Work item: Starting from the line with "Query: white paper sheet" and going up to and including the line with "[[57, 94], [26, 296]]", copy the listing below exactly. Leave all images out.

Records provided:

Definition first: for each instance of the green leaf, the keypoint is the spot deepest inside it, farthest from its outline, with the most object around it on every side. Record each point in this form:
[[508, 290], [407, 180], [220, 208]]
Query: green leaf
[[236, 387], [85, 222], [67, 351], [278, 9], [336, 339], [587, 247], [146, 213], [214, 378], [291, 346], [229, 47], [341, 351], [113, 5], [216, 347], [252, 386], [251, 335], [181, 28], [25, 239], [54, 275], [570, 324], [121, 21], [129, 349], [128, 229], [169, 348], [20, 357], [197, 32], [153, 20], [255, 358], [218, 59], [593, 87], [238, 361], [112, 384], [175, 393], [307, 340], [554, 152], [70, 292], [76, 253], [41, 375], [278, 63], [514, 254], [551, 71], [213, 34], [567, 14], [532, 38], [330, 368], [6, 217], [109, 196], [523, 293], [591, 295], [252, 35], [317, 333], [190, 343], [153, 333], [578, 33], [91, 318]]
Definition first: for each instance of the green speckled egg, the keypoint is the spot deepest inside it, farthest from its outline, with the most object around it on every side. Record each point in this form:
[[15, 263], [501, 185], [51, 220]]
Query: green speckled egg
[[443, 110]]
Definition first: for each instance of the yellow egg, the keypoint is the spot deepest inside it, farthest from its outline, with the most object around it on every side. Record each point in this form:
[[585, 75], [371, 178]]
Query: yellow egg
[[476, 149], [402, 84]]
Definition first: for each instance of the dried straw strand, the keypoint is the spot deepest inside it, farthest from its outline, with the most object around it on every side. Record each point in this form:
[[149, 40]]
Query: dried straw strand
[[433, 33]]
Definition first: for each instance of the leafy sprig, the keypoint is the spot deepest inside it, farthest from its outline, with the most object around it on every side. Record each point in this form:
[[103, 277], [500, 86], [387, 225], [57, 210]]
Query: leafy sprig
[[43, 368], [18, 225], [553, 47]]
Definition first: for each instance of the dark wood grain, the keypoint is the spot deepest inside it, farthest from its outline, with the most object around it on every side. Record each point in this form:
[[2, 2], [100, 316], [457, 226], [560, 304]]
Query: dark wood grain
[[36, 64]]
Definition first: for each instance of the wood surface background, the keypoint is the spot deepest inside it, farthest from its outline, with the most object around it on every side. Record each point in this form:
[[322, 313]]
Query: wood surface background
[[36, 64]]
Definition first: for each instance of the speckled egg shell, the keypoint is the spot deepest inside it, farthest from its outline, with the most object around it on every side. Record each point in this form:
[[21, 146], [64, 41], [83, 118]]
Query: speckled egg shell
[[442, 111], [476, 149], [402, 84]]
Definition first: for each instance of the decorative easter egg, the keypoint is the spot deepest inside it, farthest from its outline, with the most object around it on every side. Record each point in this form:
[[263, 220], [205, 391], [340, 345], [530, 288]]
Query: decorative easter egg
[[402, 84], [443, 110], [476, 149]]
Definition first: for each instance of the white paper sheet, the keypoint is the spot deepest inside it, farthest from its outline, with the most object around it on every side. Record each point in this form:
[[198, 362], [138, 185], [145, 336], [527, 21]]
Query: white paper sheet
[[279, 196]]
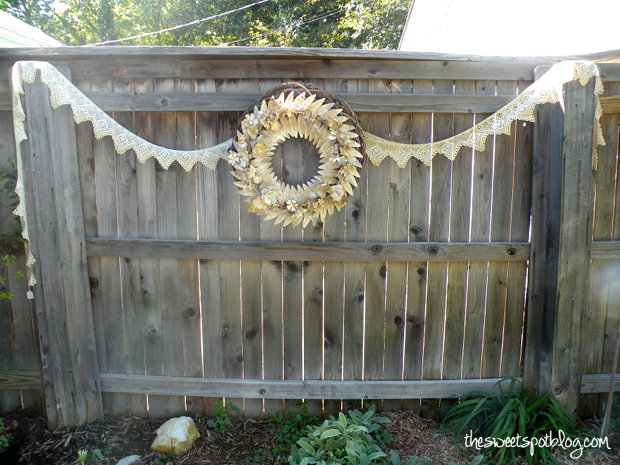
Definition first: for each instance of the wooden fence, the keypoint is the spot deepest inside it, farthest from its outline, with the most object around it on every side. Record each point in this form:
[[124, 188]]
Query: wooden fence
[[159, 293]]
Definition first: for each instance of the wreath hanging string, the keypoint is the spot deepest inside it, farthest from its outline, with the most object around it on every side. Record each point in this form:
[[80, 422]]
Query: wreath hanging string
[[294, 110]]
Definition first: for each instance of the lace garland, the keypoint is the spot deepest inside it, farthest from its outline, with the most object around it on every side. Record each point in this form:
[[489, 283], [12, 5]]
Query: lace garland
[[547, 89]]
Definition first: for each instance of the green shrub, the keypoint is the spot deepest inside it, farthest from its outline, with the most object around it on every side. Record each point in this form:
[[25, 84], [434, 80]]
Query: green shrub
[[355, 439], [6, 434], [513, 412]]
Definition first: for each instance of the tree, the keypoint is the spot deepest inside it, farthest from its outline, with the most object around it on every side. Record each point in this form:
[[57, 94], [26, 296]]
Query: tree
[[38, 13], [297, 23]]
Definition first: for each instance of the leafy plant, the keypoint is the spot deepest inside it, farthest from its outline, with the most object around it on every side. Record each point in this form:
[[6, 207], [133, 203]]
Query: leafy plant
[[352, 440], [615, 411], [6, 434], [82, 455], [221, 419], [286, 432], [513, 412]]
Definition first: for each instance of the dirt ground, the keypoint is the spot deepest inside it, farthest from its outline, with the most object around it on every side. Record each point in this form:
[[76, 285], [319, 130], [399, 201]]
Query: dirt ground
[[113, 438]]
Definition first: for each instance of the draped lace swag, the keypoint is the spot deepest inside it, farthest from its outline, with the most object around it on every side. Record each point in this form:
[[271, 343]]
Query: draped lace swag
[[547, 89]]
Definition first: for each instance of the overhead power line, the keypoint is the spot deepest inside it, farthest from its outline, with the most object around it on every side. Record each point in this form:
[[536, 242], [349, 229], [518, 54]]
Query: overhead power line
[[302, 23], [180, 26]]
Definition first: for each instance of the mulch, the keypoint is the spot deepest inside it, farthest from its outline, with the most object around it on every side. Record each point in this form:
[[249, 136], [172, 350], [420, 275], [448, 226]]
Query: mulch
[[114, 437]]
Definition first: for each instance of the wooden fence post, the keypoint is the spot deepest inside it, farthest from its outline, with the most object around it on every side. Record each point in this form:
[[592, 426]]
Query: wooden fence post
[[561, 239], [62, 295]]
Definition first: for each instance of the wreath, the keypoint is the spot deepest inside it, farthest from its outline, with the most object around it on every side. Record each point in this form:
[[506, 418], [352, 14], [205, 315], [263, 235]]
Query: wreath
[[297, 113]]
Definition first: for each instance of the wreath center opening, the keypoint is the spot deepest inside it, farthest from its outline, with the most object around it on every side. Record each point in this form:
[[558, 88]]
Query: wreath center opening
[[296, 161]]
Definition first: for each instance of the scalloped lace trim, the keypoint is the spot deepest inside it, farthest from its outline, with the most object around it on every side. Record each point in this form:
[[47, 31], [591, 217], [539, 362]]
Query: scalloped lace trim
[[548, 89]]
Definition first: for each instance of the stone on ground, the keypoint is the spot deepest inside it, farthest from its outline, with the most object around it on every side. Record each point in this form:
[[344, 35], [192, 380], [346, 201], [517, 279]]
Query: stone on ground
[[176, 436]]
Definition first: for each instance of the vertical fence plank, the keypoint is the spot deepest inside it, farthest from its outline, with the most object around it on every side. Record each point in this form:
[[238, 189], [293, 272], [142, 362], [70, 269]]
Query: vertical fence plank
[[334, 285], [251, 294], [575, 242], [9, 398], [150, 284], [26, 354], [15, 327], [107, 226], [355, 273], [421, 130], [169, 270], [314, 340], [208, 227], [519, 232], [500, 231], [86, 161], [292, 287], [601, 271], [398, 231], [542, 277], [43, 332], [63, 302], [438, 231], [460, 198], [230, 269], [376, 230], [126, 194], [480, 223], [271, 274], [189, 310]]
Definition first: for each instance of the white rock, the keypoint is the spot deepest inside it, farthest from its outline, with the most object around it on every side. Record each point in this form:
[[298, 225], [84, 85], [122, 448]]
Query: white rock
[[128, 460], [176, 436]]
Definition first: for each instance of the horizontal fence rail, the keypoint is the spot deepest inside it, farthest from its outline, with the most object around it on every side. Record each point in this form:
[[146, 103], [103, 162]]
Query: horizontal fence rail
[[308, 251]]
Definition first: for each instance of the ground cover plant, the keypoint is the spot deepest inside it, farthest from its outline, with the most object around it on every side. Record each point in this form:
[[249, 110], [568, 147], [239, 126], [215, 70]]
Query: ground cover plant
[[106, 441], [513, 412]]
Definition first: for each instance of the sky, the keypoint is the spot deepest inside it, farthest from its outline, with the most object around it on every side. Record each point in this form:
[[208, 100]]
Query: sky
[[521, 28]]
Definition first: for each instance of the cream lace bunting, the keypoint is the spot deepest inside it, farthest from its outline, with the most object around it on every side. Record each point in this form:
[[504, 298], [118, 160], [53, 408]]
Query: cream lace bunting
[[548, 89]]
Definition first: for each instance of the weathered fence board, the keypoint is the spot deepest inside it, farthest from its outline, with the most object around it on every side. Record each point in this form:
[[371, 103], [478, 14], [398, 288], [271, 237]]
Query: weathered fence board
[[209, 270], [421, 125], [61, 296]]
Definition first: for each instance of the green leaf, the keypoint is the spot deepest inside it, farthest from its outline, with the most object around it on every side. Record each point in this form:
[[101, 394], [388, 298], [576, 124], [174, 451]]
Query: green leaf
[[330, 434]]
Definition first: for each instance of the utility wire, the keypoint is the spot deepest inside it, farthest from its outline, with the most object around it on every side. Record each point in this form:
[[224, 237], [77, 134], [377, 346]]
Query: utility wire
[[180, 26], [302, 23]]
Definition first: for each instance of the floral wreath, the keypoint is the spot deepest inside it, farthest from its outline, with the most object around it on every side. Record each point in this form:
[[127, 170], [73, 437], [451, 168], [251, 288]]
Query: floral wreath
[[276, 120]]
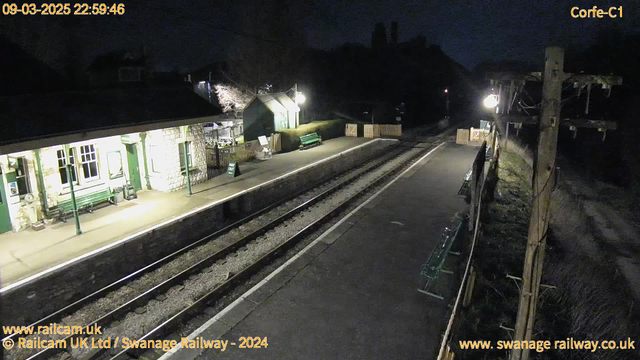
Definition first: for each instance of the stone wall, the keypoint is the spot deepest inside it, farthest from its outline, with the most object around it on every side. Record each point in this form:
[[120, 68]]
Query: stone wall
[[33, 300], [163, 147]]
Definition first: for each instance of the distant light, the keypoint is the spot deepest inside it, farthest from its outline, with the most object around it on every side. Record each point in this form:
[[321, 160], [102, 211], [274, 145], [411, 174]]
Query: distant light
[[491, 101]]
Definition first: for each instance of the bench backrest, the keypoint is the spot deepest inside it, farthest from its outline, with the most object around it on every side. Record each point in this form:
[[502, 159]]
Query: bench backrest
[[91, 198], [309, 137]]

Answer to the exercise:
Query: white paper sheet
[[279, 196]]
Definition first: for each instance of the wooden fence, the keypoint is the spot deepest inside it, farthest from its outline, with the most object around it on every side. Record each point in this form:
[[124, 188]]
Query: wooden fence
[[159, 293]]
Definition first: for each instance of the wreath hanging string, the keypoint is the spot deepest inside it, farthest from its outline, with the most object around it on every side. Record each point in this form:
[[80, 422]]
Query: wreath hanging string
[[294, 110]]
Definition first: for each instance of the lace garland, the keypoint is the spot deepest inside it, farthest from its outline, with the most object around it on every side. Record each point in this form:
[[489, 283], [12, 5]]
Query: lace garland
[[547, 89]]
Definition first: for each instance of the green shrub, the keypoint is the spot deepest inside it, farthest from its outline, with the most object around it on every side. Record each point in this form:
[[25, 84], [434, 80]]
Query: green shrub
[[355, 439], [6, 434], [513, 412]]
Definition first: for each instance of the tree, the keypoint is the spot deepest inside it, farthest from its outline, with the most object around it on every side. Record each point in this form:
[[57, 94], [26, 296]]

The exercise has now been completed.